• AUFGABENSTELLUNG
Welches Stück nennt Hartmut Hoffmeister im Artikel über das Turmblasen in Monheim als sein Lieblingsstück?

• QUELLDOKUMENT
Turmbläser stimmen aufs Fest ein
„Himmlische Klänge“– das ist das Leitthema dieser lokalen RP-Weihnachtsausgabe. Den Auftakt macht das traditionelle Turmblasen. Frei nach dem Lied „Wachet auf, ruft die Stimme“beginnt für viele Monheimer mit ihm der Heilige Abend.
MONHEIM Für Hartmut Hoffmeister (66) ist das Turmblasen an Heiligabend vor dem Schelmenturm der absolute Höhepunkt im Jahr. Dann kann der Tenorposaunist neben altbekannten deutschen Klassikern wie „Alle Jahre wieder“oder „Ihr Kinderlein kommet“auch sein Lieblingsstück „Hark! The Herald Angels Sing“in die kalte Abendluft blasen. „Das englische Stück mag ich besonders gerne.“Gemeinsam mit den insgesamt acht Musikern des Bläserkreises der evangelischen Kirche in Monheim spielt der Vorsitzende dann auf einer kleinen Bühne im Torbogen ab 17 Uhr eine Stunde lang viele bekannte Weihnachtslieder – und das Publikum singt begeistert mit.
„Der direkte Kontakt zu den Leuten ist einfach toll!“Damit auch diejenigen, die weniger textsicher sind, bei allen Strophen mithalten können, werden die Liedzeilen per Beamer an die Wand des Schelmenturms projiziert. Zudem tragen die Bläser auch weitere Lieder nur zum Zuhören vor, die etwas anspruchsvoller sind wie „Der Heiland ist geboren“oder „Es ist ein Ros entsprungen“.

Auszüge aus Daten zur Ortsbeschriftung
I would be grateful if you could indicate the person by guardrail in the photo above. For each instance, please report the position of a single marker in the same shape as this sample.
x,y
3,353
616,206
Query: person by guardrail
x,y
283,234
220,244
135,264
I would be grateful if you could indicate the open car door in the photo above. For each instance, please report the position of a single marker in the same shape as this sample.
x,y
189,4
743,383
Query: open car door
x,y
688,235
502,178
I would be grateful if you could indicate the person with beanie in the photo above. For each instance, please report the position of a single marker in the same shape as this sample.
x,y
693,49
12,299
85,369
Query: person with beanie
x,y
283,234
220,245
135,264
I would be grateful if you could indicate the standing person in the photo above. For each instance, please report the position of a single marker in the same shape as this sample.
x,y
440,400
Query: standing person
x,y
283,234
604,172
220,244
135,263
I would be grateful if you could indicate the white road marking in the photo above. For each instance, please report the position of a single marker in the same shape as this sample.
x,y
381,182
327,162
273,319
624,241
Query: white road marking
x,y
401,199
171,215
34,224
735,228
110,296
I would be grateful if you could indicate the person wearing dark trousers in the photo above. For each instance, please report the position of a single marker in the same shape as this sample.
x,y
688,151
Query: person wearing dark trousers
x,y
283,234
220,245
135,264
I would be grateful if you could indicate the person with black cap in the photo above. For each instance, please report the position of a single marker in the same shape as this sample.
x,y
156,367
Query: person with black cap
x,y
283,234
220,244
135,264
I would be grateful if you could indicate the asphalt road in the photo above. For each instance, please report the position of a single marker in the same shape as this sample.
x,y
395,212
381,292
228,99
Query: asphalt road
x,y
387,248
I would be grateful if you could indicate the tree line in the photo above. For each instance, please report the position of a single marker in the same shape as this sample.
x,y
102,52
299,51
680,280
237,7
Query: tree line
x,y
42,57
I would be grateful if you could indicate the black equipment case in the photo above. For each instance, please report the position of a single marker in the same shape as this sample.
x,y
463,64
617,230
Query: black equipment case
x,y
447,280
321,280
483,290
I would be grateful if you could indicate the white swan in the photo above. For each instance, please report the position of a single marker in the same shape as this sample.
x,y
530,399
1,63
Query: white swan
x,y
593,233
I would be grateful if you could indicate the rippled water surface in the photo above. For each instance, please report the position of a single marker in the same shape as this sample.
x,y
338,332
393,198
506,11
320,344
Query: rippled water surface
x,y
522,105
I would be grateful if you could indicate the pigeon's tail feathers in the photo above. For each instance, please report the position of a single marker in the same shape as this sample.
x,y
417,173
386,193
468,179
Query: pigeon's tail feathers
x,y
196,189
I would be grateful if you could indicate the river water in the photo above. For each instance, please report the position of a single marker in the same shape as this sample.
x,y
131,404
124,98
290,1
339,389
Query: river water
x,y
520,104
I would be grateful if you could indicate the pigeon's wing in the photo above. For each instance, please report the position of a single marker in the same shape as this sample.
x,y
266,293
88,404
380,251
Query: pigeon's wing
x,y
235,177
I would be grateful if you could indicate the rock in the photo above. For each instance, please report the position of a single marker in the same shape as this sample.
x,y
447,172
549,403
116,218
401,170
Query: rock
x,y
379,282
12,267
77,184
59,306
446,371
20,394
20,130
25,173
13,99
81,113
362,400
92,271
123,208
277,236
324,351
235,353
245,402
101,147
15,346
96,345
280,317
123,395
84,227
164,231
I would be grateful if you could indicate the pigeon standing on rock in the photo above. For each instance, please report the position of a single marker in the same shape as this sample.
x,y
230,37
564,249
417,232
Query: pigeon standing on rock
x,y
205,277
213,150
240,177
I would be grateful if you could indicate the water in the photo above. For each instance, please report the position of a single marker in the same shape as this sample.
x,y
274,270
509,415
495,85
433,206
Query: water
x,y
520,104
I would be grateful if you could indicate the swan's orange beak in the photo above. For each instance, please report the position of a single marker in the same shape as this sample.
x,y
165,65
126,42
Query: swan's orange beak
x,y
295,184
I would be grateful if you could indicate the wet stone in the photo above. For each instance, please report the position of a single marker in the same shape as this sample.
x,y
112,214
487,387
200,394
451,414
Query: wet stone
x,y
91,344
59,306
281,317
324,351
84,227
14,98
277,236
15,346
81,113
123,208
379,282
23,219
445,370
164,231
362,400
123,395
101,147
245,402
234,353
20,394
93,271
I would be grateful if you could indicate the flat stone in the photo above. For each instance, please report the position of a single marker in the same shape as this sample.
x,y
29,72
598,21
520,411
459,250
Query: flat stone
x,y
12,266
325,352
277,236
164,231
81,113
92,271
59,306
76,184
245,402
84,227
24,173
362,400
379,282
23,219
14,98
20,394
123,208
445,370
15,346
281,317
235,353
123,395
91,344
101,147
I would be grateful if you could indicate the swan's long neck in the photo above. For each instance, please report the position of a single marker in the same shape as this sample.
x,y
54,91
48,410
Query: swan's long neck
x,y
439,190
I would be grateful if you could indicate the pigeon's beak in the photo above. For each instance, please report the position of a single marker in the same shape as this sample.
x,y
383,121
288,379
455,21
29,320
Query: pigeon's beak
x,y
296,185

• LÖSUNG
„Hark! The Herald Angels Sing“.